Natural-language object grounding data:

-*-*-

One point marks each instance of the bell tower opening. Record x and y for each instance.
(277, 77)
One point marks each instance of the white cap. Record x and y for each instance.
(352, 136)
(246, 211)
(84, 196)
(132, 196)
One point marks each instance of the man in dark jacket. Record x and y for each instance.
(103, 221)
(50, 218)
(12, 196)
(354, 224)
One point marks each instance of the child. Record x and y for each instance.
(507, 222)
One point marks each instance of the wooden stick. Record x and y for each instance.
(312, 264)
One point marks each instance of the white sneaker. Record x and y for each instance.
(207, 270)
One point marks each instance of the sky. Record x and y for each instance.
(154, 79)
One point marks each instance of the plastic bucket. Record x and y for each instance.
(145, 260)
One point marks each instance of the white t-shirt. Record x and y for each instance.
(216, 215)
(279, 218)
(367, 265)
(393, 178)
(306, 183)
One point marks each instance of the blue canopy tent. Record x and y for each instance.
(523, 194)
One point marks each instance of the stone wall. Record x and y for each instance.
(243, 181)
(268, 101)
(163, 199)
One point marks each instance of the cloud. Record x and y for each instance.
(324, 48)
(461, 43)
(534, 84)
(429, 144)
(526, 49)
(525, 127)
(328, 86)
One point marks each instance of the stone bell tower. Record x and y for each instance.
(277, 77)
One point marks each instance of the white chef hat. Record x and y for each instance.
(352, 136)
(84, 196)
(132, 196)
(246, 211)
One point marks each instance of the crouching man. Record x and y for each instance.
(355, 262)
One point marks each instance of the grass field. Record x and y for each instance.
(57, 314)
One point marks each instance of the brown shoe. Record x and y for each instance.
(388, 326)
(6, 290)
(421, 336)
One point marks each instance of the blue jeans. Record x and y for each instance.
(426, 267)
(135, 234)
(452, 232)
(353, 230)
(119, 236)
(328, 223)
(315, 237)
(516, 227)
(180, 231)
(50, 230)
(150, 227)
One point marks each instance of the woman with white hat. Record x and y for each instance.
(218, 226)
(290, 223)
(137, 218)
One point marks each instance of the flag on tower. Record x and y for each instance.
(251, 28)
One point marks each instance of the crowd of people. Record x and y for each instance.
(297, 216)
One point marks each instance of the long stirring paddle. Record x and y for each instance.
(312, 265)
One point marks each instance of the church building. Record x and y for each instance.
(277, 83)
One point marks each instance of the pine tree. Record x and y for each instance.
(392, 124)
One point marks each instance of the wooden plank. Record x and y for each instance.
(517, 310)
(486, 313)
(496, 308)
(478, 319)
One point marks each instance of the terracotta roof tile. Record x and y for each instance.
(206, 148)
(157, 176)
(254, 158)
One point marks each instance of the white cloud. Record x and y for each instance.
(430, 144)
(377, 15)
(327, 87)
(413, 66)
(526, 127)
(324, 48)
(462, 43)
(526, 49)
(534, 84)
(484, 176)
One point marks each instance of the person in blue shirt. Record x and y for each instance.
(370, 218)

-*-*-

All records shown above are to be output exactly.

• [Exercise result]:
One point marks each instance of the bell tower opening. Record x and y for each instance.
(277, 77)
One point marks each instance of the white cap. Record x and y for each instance.
(352, 136)
(246, 211)
(84, 196)
(132, 196)
One point marks each instance of the man in dark jacket. Record x and y for each instance.
(103, 221)
(50, 218)
(12, 196)
(354, 224)
One point marks each instance of the child. Record x and y for each instance.
(507, 222)
One point marks each instance of the wooden stick. Record x and y for each instance.
(312, 264)
One point marks each instance of the white sneaker. Record x and y for each instance.
(207, 270)
One point marks each instance of the sky. Record x and y for each instance.
(154, 79)
One point marks each instance of the plastic bucket. Record x and y for each instance.
(145, 260)
One point marks each instance of the white t-shirt. Record x and y for each instance.
(216, 215)
(279, 218)
(367, 265)
(393, 178)
(306, 183)
One point marks each instance of the blue canopy tent. Record x and y for each instance.
(523, 194)
One point marks each instance of the stone wall. Record x and y for each instance.
(243, 181)
(268, 101)
(163, 199)
One point marks each instance of the cloud. Record x and y for each instance.
(324, 48)
(461, 43)
(534, 84)
(429, 144)
(526, 49)
(525, 127)
(328, 86)
One point marks each instance of the stone bell tower. Record x and y for each instance.
(277, 77)
One point marks each instance of the white chef hat. Record x and y for each instance.
(352, 136)
(84, 196)
(132, 196)
(246, 211)
One point marks each instance of the crouching man. Record x and y for each instance.
(355, 262)
One point marks each instance of the grass field. Record x and y for each instance.
(57, 314)
One point marks each instance of the brown shoe. Record x and y for each instance.
(388, 326)
(6, 290)
(421, 336)
One point marks each instance of the blue jeans. Record x and y for each instance.
(426, 267)
(135, 234)
(452, 232)
(353, 230)
(119, 236)
(328, 223)
(315, 237)
(516, 227)
(180, 231)
(50, 230)
(150, 227)
One point marks each instance of the woman with white hat. Record x and y for each instance.
(218, 226)
(290, 223)
(137, 218)
One point marks each instance of the flag on tower. Record x and y for each instance.
(251, 28)
One point marks each instance of the crowd of people. Record x and y for each instance.
(297, 216)
One point marks each instance of the long stirring paddle. Record x and y for each instance.
(312, 265)
One point marks each instance of the church building. Record x and y for each instance.
(277, 83)
One point marks each instance of the pine tree. Record x and y for each instance.
(392, 124)
One point marks each instance of the wooden plank. Record x and y for each instance.
(517, 310)
(486, 313)
(496, 308)
(478, 319)
One point marks each instance of the terracotta roof tile. Record x and y for each instance.
(206, 148)
(157, 176)
(254, 158)
One point marks each instance of the white cloud. Record x and y for each instance.
(430, 144)
(377, 15)
(327, 87)
(413, 66)
(526, 127)
(324, 48)
(462, 43)
(526, 49)
(534, 84)
(484, 176)
One point marks each instance of the person in blue shirt. Record x and y for each instance.
(370, 218)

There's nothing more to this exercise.